How to complete this task: Transcribe exactly, and only, the lines from the one containing "Query: spruce tree" through the end of the material.

◇ ◇ ◇ ◇

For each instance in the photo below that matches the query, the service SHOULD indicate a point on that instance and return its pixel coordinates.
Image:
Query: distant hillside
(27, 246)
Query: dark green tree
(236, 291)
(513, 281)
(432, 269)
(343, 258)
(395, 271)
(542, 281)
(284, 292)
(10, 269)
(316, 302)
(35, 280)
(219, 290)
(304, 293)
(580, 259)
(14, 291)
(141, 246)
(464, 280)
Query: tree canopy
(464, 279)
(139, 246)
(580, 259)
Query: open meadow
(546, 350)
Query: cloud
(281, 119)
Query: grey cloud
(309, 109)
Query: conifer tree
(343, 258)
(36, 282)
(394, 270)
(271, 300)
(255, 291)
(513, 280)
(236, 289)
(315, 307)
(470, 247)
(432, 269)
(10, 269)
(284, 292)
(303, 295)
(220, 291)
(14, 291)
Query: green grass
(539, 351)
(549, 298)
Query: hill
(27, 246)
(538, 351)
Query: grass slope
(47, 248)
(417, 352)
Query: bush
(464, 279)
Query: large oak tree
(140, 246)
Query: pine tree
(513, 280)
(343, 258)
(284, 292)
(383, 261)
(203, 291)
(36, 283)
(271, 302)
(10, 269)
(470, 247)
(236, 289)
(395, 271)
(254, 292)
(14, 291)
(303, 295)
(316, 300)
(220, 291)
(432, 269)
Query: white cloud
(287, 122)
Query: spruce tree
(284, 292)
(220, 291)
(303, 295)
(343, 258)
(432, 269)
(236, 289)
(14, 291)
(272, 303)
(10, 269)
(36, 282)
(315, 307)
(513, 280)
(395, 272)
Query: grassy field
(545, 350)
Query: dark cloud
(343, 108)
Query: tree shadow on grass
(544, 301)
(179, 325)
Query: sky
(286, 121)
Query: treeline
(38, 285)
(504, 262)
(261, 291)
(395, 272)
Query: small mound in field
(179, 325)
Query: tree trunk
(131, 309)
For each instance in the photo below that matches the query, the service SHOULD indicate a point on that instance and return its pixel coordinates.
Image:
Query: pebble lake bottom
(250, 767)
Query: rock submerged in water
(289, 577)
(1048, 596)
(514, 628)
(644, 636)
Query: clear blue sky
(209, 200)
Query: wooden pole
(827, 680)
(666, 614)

◇ ◇ ◇ ◇

Solution to the exercise:
Query: spruce tree
(284, 292)
(220, 291)
(303, 295)
(343, 258)
(432, 269)
(236, 289)
(14, 291)
(272, 303)
(10, 269)
(36, 282)
(315, 307)
(513, 280)
(395, 272)
Query: grassy field
(545, 350)
Query: dark cloud
(343, 108)
Query: tree shadow on grass
(544, 301)
(179, 325)
Query: sky
(286, 121)
Query: treeline
(38, 285)
(504, 262)
(261, 291)
(395, 272)
Query: small mound in field
(179, 325)
Query: tree trunk
(131, 309)
For each instance in the photo below that matches the query, the service SHOULD indicate a point on that instance and return its pixel coordinates.
Image:
Query: pebble lake bottom
(250, 767)
Query: rock submerged in water
(289, 577)
(1048, 596)
(514, 628)
(644, 636)
Query: clear blue sky
(209, 200)
Query: wooden pole
(827, 680)
(666, 614)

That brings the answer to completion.